THE EXERCISE: Turn the lines of the listing below into a numbered list, starting at the line with "of the station" and running through the end of the listing. Leave out any blank lines.

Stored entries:

--- BEGIN ---

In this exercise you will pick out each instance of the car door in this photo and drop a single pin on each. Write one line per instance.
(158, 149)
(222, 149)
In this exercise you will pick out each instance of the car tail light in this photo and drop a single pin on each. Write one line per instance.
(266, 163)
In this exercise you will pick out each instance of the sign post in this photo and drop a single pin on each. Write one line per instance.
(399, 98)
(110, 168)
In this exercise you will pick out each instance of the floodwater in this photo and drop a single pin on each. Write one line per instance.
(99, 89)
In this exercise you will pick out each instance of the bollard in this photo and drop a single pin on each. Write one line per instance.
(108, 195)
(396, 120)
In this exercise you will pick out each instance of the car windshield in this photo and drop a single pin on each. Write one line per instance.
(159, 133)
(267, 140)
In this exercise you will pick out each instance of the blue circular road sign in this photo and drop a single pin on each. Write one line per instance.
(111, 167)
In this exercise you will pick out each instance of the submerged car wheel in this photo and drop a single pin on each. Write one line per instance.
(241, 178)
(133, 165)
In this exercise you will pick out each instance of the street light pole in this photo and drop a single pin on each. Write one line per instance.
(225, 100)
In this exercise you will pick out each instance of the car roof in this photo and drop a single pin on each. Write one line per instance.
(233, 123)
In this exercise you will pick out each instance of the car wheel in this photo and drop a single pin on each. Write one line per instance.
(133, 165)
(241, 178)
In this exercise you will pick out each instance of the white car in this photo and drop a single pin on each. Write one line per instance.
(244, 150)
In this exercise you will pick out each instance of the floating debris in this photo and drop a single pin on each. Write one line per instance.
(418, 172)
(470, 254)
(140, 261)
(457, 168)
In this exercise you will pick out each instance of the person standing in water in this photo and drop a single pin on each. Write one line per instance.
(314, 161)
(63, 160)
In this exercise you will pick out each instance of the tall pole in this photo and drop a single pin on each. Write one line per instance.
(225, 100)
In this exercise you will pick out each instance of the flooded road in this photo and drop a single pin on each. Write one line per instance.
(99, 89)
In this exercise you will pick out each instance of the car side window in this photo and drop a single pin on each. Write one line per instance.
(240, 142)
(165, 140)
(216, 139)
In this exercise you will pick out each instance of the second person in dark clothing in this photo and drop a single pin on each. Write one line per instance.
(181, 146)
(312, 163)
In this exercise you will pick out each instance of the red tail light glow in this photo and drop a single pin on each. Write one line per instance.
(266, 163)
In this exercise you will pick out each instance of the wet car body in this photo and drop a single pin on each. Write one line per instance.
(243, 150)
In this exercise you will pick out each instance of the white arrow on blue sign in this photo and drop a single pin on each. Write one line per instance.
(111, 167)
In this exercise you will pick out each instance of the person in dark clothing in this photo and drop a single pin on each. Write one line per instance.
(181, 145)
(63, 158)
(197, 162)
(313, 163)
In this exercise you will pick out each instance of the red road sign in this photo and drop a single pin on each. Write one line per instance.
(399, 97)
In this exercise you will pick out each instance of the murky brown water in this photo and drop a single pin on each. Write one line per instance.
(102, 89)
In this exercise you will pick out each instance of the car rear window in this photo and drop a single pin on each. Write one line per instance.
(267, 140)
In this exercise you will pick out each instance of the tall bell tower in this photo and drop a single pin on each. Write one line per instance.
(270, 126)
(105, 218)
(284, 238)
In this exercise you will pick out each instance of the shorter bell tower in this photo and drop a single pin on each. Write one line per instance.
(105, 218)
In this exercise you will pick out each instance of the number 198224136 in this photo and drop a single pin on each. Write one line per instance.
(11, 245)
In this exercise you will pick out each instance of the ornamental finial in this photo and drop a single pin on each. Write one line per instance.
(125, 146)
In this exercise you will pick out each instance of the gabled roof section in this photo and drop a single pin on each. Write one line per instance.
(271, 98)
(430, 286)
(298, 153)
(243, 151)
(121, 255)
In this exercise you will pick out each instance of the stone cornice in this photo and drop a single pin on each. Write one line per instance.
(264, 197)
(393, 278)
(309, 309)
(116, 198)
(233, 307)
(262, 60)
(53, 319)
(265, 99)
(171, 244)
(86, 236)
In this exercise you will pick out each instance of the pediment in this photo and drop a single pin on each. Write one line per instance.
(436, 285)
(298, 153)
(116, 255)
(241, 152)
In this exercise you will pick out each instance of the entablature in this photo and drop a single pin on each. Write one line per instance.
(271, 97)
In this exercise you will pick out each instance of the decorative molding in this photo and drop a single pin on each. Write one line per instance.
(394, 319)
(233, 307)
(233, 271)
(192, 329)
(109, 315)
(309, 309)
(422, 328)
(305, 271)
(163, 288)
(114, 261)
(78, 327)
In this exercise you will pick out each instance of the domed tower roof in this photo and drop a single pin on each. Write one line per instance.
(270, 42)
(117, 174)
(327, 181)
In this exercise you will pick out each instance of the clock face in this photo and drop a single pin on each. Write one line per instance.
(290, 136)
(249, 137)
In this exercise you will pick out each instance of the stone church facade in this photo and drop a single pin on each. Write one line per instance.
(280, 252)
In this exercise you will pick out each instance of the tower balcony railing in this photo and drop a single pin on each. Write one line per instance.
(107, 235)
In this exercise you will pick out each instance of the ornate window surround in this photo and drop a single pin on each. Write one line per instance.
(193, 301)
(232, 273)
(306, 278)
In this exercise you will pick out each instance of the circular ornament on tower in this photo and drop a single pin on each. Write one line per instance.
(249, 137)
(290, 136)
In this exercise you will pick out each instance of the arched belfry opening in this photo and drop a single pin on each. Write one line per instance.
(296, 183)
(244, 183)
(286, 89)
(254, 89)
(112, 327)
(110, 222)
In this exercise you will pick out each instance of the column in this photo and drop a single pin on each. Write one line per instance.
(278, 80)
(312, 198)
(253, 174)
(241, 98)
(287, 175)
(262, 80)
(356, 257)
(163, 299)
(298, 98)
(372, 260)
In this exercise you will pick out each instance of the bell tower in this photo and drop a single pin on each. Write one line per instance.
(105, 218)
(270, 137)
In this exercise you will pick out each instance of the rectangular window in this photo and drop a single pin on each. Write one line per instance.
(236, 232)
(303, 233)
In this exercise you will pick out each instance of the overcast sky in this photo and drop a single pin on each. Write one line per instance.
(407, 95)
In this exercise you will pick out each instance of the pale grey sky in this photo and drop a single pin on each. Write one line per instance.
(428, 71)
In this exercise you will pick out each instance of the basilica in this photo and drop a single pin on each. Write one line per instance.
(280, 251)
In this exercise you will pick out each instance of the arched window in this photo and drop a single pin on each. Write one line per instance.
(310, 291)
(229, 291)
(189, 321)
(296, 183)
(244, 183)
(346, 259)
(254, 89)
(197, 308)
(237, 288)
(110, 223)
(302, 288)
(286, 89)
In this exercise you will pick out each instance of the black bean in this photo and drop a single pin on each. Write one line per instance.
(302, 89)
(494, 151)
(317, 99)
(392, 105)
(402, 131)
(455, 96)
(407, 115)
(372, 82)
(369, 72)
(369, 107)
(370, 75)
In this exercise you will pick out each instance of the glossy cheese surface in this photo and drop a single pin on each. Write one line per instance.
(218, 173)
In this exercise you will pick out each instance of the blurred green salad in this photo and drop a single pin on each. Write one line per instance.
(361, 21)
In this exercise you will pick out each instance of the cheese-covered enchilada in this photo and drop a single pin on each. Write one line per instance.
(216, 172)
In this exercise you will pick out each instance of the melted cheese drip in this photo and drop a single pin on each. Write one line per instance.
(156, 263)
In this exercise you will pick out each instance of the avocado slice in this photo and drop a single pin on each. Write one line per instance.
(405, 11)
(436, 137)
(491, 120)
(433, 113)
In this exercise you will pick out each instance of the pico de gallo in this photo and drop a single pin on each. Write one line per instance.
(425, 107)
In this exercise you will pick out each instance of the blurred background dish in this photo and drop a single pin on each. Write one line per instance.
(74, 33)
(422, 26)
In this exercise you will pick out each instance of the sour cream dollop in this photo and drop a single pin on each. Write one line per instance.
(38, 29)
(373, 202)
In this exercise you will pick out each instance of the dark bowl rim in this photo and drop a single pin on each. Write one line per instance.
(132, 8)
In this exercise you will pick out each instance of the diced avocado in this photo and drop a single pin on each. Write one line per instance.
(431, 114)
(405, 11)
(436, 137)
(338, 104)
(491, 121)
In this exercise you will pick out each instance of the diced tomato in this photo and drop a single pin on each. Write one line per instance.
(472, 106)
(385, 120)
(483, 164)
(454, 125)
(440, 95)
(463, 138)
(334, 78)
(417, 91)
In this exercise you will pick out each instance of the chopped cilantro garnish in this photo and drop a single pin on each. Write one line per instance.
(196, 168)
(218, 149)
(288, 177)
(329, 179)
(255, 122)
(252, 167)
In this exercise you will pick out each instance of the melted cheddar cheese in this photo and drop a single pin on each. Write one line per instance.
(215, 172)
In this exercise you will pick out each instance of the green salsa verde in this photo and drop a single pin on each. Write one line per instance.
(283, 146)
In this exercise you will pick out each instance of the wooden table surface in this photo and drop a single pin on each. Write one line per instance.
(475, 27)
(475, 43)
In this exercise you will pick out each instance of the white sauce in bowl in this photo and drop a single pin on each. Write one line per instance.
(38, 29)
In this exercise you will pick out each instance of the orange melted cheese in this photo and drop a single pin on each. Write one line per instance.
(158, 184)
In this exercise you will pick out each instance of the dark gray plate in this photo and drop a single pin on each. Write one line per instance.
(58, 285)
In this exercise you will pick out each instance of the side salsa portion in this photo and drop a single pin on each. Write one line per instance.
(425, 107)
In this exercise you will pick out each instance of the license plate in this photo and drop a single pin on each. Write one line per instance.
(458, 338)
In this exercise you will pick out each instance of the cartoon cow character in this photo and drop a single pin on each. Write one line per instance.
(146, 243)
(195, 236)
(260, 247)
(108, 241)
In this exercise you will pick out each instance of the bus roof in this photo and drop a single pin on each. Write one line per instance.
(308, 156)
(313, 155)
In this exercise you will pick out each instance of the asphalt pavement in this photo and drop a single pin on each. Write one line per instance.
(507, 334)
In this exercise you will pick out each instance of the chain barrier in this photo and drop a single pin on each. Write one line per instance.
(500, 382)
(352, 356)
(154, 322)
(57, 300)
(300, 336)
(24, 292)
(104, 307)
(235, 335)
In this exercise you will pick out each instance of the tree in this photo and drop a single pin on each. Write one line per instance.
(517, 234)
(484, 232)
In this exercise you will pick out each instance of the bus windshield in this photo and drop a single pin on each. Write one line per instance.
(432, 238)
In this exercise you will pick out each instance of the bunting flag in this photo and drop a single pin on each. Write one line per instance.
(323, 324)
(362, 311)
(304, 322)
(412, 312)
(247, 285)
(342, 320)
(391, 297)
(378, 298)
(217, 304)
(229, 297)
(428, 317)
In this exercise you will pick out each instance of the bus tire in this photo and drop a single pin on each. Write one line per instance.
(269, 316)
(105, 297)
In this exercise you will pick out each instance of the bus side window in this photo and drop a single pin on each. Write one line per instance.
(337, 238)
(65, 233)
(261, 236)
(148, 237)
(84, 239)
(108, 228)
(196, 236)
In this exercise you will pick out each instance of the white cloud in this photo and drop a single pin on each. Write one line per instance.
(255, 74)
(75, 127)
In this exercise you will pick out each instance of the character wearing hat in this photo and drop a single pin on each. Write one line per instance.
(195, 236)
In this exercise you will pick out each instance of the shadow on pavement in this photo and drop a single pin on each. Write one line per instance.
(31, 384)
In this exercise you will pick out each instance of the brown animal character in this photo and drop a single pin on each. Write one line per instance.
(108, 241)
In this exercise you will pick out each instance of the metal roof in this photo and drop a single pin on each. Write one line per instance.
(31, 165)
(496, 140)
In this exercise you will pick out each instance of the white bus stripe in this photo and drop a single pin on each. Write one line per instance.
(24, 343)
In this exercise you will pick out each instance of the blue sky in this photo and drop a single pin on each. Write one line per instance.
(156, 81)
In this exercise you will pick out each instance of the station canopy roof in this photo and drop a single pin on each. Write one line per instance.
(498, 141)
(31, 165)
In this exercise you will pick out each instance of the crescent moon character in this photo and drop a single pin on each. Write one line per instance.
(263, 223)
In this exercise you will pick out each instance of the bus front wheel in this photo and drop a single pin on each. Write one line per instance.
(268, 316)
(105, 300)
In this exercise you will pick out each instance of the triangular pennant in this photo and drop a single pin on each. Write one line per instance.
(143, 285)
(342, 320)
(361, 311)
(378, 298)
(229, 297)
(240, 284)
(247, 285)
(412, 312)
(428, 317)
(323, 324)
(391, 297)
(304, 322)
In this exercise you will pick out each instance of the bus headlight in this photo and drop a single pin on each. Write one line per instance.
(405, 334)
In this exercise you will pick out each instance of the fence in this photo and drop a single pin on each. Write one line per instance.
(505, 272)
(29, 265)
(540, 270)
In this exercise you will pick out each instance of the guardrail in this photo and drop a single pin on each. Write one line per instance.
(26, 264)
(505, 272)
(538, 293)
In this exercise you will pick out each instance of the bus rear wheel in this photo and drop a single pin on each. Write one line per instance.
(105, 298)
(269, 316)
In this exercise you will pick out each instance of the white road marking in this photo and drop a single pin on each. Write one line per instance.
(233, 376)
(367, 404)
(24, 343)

--- END ---

EXERCISE OUTPUT:
1. In this exercise you will pick out each instance of the station canopy roof in this photo and drop a single pin on each. Write one line per instance.
2. (498, 141)
3. (31, 165)
4. In this exercise you will pick out each instance of the crescent moon character in this photo and drop a single pin on each. Write one line per instance.
5. (263, 223)
6. In this exercise you will pick out each instance of the bus front wheel in this photo and drop a single pin on each. Write one line per instance.
7. (268, 316)
8. (105, 300)
9. In this exercise you will pick out each instance of the triangular pennant in this photo and drop a single pin on each. Write one line per instance.
10. (143, 285)
11. (342, 320)
12. (361, 311)
13. (378, 298)
14. (229, 297)
15. (240, 284)
16. (247, 285)
17. (412, 312)
18. (428, 317)
19. (323, 324)
20. (391, 297)
21. (304, 322)
22. In this exercise you will pick out each instance of the bus headlight in this photo and drop a single pin on each. Write one line per instance.
23. (405, 334)
24. In this exercise you will pick out each instance of the fence in this photo and drop a single pin on each. Write one line per instance.
25. (505, 272)
26. (29, 265)
27. (540, 270)
28. In this exercise you will pick out each instance of the guardrail in this photo and drop a single pin on each. Write one line per instance.
29. (26, 264)
30. (505, 272)
31. (538, 293)
32. In this exercise you will pick out each instance of the bus rear wheel in this photo and drop a single pin on each. Write one line per instance.
33. (105, 298)
34. (269, 316)
35. In this exercise you will pick out each instance of the white road marking in this photo and drop a single pin on each. Write one line per instance.
36. (233, 376)
37. (367, 404)
38. (24, 343)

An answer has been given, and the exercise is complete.